Известный ныне критик и литературовед Бенедикт Сарнов, а в то время — мальчик, поступивший в институт прямо после школы, таких только двое было на нашем курсе, вышел из библиотеки, неся многие тома «классиков марксизма-ленинизма», и сказал, что вот, мол, они столько понаписали, а ему — учить… Это было тут же донесено, его исключили из комсомола и следом — из института. Двоих стукачей на нашем курсе мы знали. Оба они писали стихи, у одного мать работала в поликлинике НКВД, не исключено, что через нее и был он заарканен. В дальнейшем ничего из него не вышло, пил, возможно, совесть свою заливал вином. Другой, в прошлом кремлевский охранник, никаких мук совести не ведал, вместо совести там был залит железобетон. Но полагать, что на курсе, где училось двадцать человек, всего два осведомителя, это, конечно, слишком наивно по тем временам. Были, кроме того, и добровольные доносчики. Случилось так, что по дороге в институт я забыл бросить письмо в почтовый ящик. Спохватился уже в институте. Как раз в этот день секретарь отправляла почту, я попросил заодно отправить и мой конверт. Но путь его оказался долог. Будущая детская писательница, воспитатель детских душ, Перфильева заинтересовалась моим письмом, вскрыла конверт, прочла греховные мои мысли. А писал я приятелю о том, что ни я, ни кто-либо из моих однокашников писателем, конечно, не станет, писатель — это нечто высшее. И пошел ректору института гневный донос: вот, мол, какие люди учатся в нашем Литературном институте, возмущалась Перфильева, вот кто зря занимает здесь место. Прожив жизнь, я и теперь не понимаю, не могу понять, что движет такими людьми, что толкает их под руку? Ректором института в ту пору был Федор Гладков, он терпеть не мог, когда студенты величали себя: я — поэт, я — драматург… И донос не возымел действия.
Вообще Гладков имел виды на наш курс: фронтовики. И на отчетно-выборном партийном собрании он подходил к каждому из нас, дышал в ухо: надо избрать в партком представителя райкома. И указывал в президиум. Там уже сидела, привезена была на трон мужеподобная баба. И вот она станет секретарем парткома института. Нам это не понравилось, жив еще был в нас вольный дух. Мы не избрали в партком ни ее, ни его. Ректор — не член парткома, такого быть не могло. И Гладков подал в отставку. Шофер передавал его слова: «Вместо адреса студенты поднесли мне пощечину…»

####

**Задание 1**
Как перевести на английский язык предложение из воспоминаний о Литературном институте: «Как раз в этот день секретарь отправляла почту, я попросил заодно отправить и мой конверт.»?
**Задание 2**
Согласуются ли с воспоминаниями о Литературном институте утверждения (а), (б) и (в)? На каждое ответьте «да» или «нет» и приведите решающие слова текста дословно.
(а) Сарнова исключили из комсомола.
(б) Донос Перфильевой повлиял на судьбу автора.
(в) Студенты избрали в партком представительницу райкома.
**Задание 3**
Что следует дальше? Допишите воспоминания о Литературном институте, начав сразу после их последней фразы.

**Блок данных**
####

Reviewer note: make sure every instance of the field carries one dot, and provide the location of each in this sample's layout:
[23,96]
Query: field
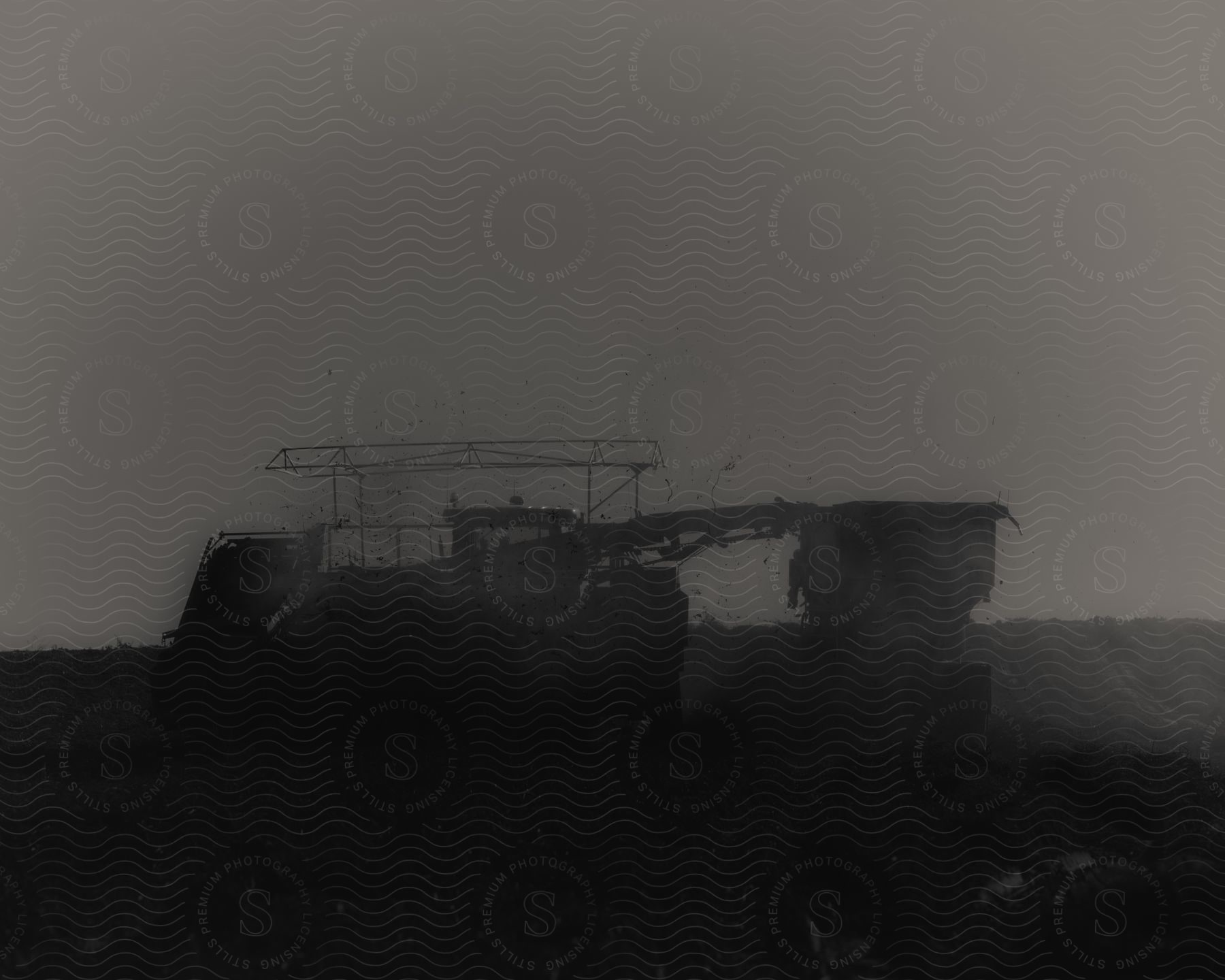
[1120,725]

####

**Результат выполнения 1**
That very day the secretary was sending out the mail, and I asked her to send my envelope along with it.

**Результат выполнения 2**
(а) Да: «его исключили из комсомола и следом — из института».
(б) Нет: «И донос не возымел действия».
(в) Нет: «Мы не избрали в партком ни ее, ни его».

**Результат выполнения 3**
Но самой колоритной фигурой в институте был заведующий военной кафедрой полковник Львов-Иванов. Партизанский командир времен гражданской войны, он сохранился в первобытном состоянии, был простодушен на удивление, а когда выступал на собраниях, радовал всех. Он говорил: «Захожу в мужскую уборную, на стене — хэ, у и другие буквы…» И недоумевал: почему смеются? Он говорил: «Захожу в мужское общежитие, сидит Мандель без штанов. Захожу в женское общежитие — та же картина…» И опять — общее веселье.
Лекции, собрания, отметки — все это в нашем институте было не главным. Главное — так называемый творческий семинар. На нем и определялось, кто ты и что ты. После первого курса отчислили из института демобилизованного майора, сильно искалеченного, он хромал, весь перегибаясь. Был он в семинаре поэтов. Год прошел, а он что-то ничего представить не может, ни одного стихотворения. И тут выяснилось, что поступал он в институт со стихами Тютчева, подал как свои. Не заметили. Приняли.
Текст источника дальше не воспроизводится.